(Position annotation records)
- - - - - - -
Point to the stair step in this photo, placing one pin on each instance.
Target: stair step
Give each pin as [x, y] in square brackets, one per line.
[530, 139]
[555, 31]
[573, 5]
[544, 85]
- - - - - - -
* _THE EXERCISE_
Could you rescale the records by writing out every line again, including the ones before the answers, with each answer coordinate multiplied by 1.2 and rounded to a whole number, halves rounded up?

* _TASK ANSWER_
Point to the stair step in this photo, placing one pin on each instance.
Target: stair step
Give each pin as [x, y] in square brackets, one per line.
[636, 167]
[666, 37]
[688, 6]
[653, 102]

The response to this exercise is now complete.